(Beginning of Excerpted data)
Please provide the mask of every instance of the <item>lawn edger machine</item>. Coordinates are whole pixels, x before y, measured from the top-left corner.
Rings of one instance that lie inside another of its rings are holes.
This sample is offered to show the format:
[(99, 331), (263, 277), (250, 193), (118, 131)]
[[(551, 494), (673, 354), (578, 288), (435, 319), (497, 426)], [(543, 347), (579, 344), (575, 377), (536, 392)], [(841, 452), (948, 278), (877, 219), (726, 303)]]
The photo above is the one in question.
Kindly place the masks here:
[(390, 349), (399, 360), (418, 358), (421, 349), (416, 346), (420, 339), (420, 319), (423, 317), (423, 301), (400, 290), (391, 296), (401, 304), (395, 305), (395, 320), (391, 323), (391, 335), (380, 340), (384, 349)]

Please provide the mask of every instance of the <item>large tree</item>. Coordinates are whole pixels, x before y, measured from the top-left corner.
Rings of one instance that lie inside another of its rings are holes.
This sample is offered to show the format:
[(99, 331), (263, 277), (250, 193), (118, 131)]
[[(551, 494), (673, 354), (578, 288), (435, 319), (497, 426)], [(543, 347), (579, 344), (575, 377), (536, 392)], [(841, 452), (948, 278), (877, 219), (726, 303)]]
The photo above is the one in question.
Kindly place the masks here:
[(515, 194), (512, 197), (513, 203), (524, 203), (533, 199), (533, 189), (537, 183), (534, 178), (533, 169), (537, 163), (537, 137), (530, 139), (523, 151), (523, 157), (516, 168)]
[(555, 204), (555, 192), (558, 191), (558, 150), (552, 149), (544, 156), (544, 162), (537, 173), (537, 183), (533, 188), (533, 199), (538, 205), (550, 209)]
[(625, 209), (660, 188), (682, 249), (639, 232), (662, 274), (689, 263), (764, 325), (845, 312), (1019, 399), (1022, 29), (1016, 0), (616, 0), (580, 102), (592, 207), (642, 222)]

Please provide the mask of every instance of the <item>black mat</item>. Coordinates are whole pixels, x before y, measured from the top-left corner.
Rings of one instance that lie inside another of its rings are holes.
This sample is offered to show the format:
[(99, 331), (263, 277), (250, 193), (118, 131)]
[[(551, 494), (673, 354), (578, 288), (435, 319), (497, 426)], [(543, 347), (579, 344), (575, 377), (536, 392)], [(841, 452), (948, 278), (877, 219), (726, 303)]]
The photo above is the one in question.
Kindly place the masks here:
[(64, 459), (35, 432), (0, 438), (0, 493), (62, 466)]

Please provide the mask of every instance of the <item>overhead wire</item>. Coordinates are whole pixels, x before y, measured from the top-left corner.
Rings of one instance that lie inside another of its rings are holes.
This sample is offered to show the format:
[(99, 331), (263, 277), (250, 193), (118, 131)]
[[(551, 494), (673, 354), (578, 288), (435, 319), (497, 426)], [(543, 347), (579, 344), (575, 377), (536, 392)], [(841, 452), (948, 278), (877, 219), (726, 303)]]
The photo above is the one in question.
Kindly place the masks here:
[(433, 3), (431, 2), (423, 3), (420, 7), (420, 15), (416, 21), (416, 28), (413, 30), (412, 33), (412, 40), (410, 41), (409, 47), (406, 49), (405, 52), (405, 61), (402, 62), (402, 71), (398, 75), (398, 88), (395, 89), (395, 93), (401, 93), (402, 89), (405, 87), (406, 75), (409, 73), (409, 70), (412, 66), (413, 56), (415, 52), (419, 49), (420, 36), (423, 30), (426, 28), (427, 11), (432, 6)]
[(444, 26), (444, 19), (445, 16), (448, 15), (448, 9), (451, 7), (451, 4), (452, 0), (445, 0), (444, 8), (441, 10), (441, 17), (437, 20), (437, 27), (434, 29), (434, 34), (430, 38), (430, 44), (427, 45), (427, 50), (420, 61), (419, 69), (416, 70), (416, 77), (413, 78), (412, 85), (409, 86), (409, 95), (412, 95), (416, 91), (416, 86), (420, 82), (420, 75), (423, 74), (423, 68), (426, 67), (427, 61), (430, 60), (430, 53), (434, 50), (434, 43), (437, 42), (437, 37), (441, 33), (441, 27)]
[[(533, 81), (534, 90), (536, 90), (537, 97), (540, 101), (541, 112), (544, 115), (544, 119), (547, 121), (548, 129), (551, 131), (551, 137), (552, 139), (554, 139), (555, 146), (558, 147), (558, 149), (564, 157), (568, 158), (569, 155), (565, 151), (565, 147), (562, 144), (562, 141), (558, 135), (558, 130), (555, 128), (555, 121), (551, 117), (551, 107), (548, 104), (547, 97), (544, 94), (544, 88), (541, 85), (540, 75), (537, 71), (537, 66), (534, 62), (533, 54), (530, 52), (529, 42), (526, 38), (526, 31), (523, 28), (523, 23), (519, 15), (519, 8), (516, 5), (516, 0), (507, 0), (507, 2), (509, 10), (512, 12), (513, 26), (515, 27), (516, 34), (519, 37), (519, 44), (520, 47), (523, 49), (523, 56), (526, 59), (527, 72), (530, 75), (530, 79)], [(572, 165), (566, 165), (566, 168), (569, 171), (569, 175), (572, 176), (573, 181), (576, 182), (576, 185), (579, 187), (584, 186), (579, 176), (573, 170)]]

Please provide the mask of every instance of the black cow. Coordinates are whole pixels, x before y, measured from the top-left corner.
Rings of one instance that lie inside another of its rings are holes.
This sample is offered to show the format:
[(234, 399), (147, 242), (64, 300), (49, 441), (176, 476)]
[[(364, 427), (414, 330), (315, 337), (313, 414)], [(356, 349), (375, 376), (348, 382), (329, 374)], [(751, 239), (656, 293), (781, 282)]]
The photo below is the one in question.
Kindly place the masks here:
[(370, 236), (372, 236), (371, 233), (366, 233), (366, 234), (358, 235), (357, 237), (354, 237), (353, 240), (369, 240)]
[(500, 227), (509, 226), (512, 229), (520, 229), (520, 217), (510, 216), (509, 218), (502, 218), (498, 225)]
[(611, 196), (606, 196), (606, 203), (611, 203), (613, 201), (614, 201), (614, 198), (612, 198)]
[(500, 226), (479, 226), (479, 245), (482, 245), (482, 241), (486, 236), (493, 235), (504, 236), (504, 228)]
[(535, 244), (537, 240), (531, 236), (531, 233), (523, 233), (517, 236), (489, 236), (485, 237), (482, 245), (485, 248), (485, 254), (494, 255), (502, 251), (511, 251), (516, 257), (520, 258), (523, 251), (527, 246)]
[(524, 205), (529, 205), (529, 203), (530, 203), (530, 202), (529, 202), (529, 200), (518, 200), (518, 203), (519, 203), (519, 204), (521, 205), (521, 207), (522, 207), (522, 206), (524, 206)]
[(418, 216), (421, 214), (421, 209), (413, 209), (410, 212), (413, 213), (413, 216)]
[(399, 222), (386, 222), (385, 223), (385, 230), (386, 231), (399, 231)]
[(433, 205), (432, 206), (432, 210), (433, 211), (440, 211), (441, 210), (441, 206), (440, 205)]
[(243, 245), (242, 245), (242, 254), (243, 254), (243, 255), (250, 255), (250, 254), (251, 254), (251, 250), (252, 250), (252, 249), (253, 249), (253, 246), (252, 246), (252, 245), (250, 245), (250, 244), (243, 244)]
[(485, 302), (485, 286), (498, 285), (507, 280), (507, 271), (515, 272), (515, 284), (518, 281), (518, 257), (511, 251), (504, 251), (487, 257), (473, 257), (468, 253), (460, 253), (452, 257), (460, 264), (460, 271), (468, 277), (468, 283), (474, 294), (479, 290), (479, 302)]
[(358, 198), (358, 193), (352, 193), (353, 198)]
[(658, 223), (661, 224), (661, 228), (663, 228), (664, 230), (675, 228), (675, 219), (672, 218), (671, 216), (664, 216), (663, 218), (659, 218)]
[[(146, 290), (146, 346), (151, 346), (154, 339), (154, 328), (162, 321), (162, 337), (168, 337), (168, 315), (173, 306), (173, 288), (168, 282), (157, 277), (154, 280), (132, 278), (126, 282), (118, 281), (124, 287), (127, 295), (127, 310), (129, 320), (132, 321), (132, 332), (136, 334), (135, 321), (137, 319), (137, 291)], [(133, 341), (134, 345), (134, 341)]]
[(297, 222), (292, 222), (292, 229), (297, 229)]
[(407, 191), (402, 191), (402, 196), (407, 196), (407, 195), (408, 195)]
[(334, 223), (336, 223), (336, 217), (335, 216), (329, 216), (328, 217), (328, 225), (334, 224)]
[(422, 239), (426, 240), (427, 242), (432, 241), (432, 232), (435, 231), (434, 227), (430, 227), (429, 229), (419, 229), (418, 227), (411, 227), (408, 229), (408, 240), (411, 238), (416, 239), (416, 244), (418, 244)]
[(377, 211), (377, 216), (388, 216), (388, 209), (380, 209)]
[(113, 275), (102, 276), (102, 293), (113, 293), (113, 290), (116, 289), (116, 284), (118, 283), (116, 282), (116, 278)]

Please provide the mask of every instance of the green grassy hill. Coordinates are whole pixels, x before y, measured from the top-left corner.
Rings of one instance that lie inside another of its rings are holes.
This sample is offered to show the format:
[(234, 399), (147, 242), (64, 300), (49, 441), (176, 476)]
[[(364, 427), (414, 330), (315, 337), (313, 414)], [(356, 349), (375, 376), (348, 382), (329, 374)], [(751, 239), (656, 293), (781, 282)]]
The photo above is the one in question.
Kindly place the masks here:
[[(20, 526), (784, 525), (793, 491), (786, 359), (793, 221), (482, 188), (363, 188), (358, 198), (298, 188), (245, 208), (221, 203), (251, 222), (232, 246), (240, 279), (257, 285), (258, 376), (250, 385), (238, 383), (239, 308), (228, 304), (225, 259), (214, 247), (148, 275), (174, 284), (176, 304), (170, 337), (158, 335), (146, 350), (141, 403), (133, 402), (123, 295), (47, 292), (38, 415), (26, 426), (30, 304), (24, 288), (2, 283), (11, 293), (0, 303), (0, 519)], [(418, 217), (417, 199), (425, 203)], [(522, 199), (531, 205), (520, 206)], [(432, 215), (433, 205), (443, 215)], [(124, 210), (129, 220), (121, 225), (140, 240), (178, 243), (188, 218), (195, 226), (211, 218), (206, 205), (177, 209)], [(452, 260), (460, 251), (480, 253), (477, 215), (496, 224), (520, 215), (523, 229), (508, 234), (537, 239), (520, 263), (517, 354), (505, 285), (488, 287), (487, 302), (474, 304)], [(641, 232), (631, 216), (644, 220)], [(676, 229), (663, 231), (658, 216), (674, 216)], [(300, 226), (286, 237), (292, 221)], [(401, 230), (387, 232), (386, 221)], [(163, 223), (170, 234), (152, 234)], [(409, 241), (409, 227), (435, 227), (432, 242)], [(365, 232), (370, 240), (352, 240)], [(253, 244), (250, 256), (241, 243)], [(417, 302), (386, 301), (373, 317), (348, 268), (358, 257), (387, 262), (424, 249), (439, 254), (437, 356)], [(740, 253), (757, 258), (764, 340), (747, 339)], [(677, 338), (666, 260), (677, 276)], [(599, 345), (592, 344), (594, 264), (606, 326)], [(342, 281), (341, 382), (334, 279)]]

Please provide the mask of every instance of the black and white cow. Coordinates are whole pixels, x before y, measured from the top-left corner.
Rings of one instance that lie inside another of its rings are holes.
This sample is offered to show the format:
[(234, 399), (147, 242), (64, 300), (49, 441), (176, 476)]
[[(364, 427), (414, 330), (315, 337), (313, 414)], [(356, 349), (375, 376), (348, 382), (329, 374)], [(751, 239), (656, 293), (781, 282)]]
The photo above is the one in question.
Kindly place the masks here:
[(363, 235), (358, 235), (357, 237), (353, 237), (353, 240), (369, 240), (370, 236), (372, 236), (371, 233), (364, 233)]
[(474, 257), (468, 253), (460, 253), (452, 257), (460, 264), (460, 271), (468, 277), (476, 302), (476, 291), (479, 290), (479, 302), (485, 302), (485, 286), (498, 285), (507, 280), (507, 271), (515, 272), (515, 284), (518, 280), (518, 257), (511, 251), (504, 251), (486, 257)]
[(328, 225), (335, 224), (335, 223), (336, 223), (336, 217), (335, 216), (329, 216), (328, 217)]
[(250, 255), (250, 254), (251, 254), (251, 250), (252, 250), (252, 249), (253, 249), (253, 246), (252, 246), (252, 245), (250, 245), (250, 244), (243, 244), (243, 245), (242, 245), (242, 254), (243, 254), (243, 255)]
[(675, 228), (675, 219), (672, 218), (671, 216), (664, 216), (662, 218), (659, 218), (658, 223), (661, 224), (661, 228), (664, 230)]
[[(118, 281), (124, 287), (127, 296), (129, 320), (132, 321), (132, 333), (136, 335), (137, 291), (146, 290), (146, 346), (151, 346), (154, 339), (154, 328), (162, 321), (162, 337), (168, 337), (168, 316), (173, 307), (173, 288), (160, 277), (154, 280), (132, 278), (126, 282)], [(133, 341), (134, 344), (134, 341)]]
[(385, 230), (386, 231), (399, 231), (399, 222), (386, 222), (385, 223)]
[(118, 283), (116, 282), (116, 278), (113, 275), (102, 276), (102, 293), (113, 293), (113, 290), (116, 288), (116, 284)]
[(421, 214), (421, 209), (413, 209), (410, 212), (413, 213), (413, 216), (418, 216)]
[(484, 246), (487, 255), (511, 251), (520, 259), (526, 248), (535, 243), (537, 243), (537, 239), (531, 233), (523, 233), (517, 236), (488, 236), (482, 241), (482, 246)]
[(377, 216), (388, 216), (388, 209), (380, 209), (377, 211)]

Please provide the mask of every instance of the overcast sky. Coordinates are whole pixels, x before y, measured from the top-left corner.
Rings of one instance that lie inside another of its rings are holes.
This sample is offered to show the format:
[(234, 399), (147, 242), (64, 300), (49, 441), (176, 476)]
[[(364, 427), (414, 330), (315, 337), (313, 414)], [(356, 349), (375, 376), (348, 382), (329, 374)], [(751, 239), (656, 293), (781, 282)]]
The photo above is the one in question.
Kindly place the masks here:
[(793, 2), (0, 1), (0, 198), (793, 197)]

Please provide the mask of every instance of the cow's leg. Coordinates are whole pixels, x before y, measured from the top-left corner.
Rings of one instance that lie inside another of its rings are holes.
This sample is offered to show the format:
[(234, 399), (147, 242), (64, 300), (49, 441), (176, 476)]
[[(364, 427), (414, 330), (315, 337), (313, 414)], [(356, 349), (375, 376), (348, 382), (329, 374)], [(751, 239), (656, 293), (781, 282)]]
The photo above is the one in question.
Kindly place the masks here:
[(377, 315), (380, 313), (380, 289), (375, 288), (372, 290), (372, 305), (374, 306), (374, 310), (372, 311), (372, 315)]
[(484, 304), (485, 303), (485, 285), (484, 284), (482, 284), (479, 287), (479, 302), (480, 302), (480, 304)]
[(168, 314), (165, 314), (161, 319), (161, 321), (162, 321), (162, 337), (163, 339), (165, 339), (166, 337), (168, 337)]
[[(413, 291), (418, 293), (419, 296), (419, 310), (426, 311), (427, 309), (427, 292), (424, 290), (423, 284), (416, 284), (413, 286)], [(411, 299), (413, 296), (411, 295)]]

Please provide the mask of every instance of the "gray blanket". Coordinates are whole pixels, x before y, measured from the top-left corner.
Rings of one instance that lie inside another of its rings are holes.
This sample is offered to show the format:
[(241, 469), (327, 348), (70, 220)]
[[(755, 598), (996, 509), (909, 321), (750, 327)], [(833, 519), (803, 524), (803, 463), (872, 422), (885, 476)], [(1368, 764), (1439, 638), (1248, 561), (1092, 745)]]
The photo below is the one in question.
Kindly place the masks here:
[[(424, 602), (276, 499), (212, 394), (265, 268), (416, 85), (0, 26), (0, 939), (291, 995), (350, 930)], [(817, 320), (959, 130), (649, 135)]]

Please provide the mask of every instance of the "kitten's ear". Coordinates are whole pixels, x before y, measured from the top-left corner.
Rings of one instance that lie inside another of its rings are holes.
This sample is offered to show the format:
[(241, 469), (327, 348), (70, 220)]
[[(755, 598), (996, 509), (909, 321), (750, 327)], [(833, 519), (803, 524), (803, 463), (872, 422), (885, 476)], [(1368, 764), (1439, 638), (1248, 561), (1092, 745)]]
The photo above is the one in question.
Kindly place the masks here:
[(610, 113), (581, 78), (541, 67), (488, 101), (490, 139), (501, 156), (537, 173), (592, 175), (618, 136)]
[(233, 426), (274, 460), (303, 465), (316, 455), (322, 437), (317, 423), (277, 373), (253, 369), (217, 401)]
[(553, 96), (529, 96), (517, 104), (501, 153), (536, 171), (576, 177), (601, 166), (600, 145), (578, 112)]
(End of Excerpted data)
In the listing above, how many of the lines include "item"? Give only the figure.

4